> [Source passage]
Advances in language agents that can follow instructions and use tools have renewed interest in autonomous agents and multi-agent systems. Like previous generations of agents, language agents are designed for specific tasks, highlighting the need for open networks of agents that complement each other's abilities to tackle more complex problems. New protocols are rapidly emerging to allow agents to discover and use tools, or to discover and interact with other agents. Some of these protocols build on Web standards to promote interoperability, but their alignments, misalignments, and overlaps are unclear. This report synthesizes the large body of research on autonomous agents and multi-agent systems (MAS) to define a conceptual model for understanding Web-based MAS. We use this conceptual model to classify existing technologies and frameworks, to identify relevant standards within the W3C, and to discover standardization gaps (if any).
The vision of intelligent agents on the Web is almost as old as the Web itself: in a keynote at WWW'94, Sir Tim Berners-Lee was noting that documents on the Web describe real objects and relationships among them, and if the semantics of these objects are represented explicitly then machines can browse through and manipulate reality. This vision was published in 2001 as the Semantic Web [Berners-Lee et al., 2001] — and is now closer to its realization through the standardization of the Web of Things (WoT) at the W3C and the IETF.

> [Exercise input]
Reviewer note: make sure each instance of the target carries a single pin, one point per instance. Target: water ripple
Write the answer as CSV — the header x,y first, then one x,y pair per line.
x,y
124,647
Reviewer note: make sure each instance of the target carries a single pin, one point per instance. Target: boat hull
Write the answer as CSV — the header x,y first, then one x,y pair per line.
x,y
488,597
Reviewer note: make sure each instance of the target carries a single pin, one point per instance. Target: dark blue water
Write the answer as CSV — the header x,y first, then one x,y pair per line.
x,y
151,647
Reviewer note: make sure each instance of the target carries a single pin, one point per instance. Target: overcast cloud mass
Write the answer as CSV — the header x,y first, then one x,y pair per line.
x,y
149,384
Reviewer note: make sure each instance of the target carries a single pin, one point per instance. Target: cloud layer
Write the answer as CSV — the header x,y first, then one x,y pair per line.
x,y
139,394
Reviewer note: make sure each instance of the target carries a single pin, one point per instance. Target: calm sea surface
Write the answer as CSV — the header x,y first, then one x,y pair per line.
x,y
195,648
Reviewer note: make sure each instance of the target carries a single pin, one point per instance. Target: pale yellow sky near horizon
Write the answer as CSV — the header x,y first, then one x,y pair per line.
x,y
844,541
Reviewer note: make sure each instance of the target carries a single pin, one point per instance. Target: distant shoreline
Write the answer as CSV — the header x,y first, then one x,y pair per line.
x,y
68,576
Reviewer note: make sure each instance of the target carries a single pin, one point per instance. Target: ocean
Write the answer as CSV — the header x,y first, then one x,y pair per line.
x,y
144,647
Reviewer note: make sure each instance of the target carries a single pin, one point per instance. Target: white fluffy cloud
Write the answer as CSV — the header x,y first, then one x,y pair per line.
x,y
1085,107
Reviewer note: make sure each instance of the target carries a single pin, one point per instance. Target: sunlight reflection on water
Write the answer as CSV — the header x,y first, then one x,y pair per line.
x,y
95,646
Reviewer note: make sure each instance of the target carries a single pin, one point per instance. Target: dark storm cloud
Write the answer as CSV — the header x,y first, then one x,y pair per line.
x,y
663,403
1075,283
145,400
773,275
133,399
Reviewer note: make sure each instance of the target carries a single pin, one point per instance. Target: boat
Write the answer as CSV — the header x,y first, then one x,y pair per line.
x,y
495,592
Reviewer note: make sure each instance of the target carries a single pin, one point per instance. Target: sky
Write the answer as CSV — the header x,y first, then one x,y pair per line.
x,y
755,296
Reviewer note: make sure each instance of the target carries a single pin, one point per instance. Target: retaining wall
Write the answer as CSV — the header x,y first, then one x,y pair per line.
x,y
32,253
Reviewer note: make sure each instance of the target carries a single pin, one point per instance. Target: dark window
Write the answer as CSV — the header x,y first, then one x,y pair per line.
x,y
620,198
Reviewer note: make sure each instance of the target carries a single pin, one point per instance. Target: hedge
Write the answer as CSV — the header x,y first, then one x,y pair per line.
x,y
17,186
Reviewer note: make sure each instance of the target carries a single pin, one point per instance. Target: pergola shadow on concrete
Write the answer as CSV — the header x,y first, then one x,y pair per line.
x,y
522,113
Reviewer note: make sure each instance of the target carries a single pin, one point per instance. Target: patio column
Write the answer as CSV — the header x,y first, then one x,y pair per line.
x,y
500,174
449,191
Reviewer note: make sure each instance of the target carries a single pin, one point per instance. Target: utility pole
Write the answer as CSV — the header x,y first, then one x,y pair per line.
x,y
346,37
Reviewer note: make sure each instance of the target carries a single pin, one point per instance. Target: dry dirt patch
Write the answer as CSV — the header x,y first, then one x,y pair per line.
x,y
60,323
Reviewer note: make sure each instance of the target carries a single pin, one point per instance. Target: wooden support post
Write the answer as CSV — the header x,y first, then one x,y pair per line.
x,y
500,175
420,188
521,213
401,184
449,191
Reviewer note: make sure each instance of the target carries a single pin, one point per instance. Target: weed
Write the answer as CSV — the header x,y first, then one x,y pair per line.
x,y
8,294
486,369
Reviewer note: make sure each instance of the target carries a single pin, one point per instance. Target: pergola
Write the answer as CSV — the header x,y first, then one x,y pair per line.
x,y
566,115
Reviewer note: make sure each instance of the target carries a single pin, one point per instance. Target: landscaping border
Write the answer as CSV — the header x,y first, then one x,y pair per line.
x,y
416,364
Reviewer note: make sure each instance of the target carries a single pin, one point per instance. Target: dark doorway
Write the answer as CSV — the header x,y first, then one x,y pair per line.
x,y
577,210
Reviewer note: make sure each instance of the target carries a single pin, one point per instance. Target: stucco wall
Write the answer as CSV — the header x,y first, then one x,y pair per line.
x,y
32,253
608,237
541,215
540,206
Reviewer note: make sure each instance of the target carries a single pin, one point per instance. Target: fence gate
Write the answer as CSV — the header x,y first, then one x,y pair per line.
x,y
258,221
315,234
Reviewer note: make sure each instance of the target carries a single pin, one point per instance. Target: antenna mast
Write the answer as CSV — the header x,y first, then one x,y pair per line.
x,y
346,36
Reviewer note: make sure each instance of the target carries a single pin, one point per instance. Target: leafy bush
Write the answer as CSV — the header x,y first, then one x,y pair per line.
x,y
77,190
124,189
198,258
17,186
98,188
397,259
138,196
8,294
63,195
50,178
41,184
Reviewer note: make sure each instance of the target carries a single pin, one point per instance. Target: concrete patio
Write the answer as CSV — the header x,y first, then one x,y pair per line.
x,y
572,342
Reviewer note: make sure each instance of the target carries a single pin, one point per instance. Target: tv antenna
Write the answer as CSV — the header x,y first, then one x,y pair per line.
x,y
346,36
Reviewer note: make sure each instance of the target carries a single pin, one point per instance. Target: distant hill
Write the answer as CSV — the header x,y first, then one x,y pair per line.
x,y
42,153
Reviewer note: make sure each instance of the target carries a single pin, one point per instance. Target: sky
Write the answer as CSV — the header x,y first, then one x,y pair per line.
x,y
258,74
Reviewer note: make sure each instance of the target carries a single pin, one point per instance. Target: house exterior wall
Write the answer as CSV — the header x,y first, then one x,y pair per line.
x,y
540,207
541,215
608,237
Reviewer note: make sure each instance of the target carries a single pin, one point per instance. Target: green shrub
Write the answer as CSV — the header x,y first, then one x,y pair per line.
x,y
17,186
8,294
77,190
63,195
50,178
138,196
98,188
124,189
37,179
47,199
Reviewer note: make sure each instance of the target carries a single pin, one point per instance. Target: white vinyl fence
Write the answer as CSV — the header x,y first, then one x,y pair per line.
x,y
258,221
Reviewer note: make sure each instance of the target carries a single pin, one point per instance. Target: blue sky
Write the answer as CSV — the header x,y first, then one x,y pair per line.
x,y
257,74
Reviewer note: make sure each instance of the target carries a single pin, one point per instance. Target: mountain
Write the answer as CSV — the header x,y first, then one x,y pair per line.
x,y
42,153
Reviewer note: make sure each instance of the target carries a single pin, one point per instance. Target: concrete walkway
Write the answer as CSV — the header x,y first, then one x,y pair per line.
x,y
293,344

> [Exercise requirements]
• A. Count the lines in the rows that contain the string "antenna", with case taken into account. Reply with the number alone.
• B. Continue the passage on Web-based multi-agent systems from the end of its last sentence.

> [Answers provided]
• A. 2

• B.
In the AI community, the vision of a world-wide open network of intelligent agents can be traced back to the late '90s. In 2002, the AgentCities initiative was reporting a network of 41 agent platforms deployed in 21 countries [Willmott et al., 2002] — with up to 60 registered platforms reported in 2003 [Dale et al., 2003] and 160 platforms in 2005 [Bellifemine et al., 2005]. The network was based on the standards produced by the Foundation for Intelligent Physical Agents (FIPA), but quickly faded after the mid-2000s as industry attention shifted to Web services. Another prominent initative was the DARPA Control of Agent-Based Systems (CoABS) research program [TODO], which investigated the control, coordination, and management of large systems of autonomous software agents in military applications. Central to this program, CoABS Grid was the middleware integrating heterogeneous agent-based systems, object-based applications, and legacy systems using remote method invocation as a client-server style for network-based interaction.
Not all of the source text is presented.